### Short task 1
Say whether each of these statements agrees with the thin film magnetic head text. Answer yes or no and quote the deciding words of the text: (a) The bar type assembly may be obtained by cutting the wafer type assembly. (b) In the wafer type assembly, the thin film magnetic head elements are aligned in a longitudinal direction of the substrate. (c) The insulating film in which the magnetoresistive element is embedded is made of alumina.
### Short task 2
Please write the next part of the thin film magnetic head text, picking up after its final sentence.

1. Field of the Invention
The present invention relates to a thin film magnetic head assembly and a method of manufacturing the same. According to the invention, the thin film magnetic head assembly includes both a wafer type and a bar type. In the wafer type thin film magnetic head assembly, a substrate is a wafer and a plurality of thin film magnetic head elements are arranged in matrix on the substrate. In the bar type thin film magnetic head assembly, a substrate is formed by a bar and a plurality of thin film magnetic heads are aligned in a longitudinal direction of the bar. The bar type thin film magnetic head assembly may be obtained by cutting the wafer type thin film magnetic head assembly.
2. Description of the Related Art
In a thin film magnetic head having a reading element constituted by a magnetoresistive element such as spin valve film or ferromagnetic tunnel junction element, the magnetoresistive element and its electrode films are embedded in an insulating film made of alumina, and first and second shield films are provided on respective sides of the insulating film. In this structure, when damage or dielectric breakdown occurs in the insulating film provided between the electrode films and the first or second shield film, there might be generated large electric noise, and an electromagnetic conversion property might be degraded.
Japanese Patent Application Laid-open Publications, Kokai Hei 8-293108, Kokai Sho 61-7714 and Kokai Hei 8-167123 and U.S. Pat. No. 5,805,390 have proposed techniques for reducing the degradation of the insulating property and avoiding the dielectric breakdown.

### Extracted material
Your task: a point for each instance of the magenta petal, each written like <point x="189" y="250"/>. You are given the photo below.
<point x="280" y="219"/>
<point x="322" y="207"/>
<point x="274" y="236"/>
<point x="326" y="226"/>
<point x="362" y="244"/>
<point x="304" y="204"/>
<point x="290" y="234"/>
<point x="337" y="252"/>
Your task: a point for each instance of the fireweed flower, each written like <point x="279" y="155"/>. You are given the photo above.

==

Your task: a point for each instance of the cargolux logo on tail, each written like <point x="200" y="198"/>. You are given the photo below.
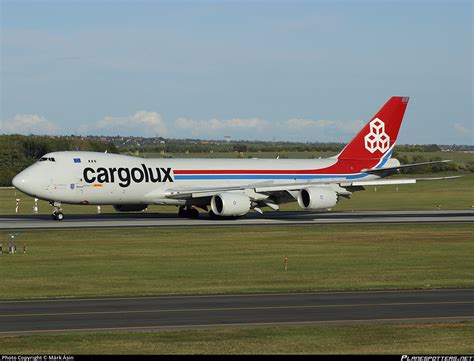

### Task answer 1
(a) Yes: "The bar type thin film magnetic head assembly may be obtained by cutting the wafer type thin film magnetic head assembly."
(b) No: "a plurality of thin film magnetic head elements are arranged in matrix on the substrate."
(c) Yes: "the magnetoresistive element and its electrode films are embedded in an insulating film made of alumina"

### Task answer 2
In the Kokai Hei 8-293108, during a wafer process in which various processes are conducted without cutting or dividing a wafer, an electric connection between the electrode films and shield films is maintained, and after the wafer process, this electrical connection is cut off. However, during the wafer process, an electrical insulating property between the electrode films and the shield films could not be measured, and therefore after cutting the wafer or bar into respective thin film magnetic heads, the measurement of the insulating property. One could not know a possible degradation of insulating property or dielectric breakdown which might be generated during the wafer process. Then, a manufacturing yield is decreased, and it is necessary to measure the insulating property for individual thin film magnetic heads. It is apparent that such a checking work is very cumbersome.
In the Kokai Sho 61-7714, there is disclosed a magnetoresistive type thin film magnetic head in which upper and lower shield films are electrically connected to each other to keep these shield films equipotential, and no electrostatic charge is stored during the operation. However, in this known magnetoresistive type thin film magnetic head, insulating property of an insulating film sandwiched between the shield film and an electrode film could not be measured, and therefore manufacturing yield is low.
In the Kokai Hei 8-167123, upon manufacturing a magnetoresistive type thin film magnetic head, upper and lower shield films, electrode films and a magnetoresistive element film are connected to each other during the wafer process, and they are separated from each other after the wafer process. However, also in this known magnetoresistive type thin film magnetic head, insulating property of an insulating film between a shield film and an electrode film could not be measured, and thus sufficiently high manufacturing yield could not be attained.
Furthermore, in the U.S. Pat. No. 5,805,390, in order to protect a MR element against the dielectric breakdown during a time period from the formation of the MR element to the installation of a MR head onto a recording and reproducing device, upper and lower shield films are short-circuited during the wafer process, and after the wafer process, upper and lower shields are connected to each other via a resistor. In this known technique, a manufacturing process becomes rather complicated and manufacturing cost is increased owing to the reason that the upper and lower shields have to be short-circuited not only during the wafer process but also after the wafer process.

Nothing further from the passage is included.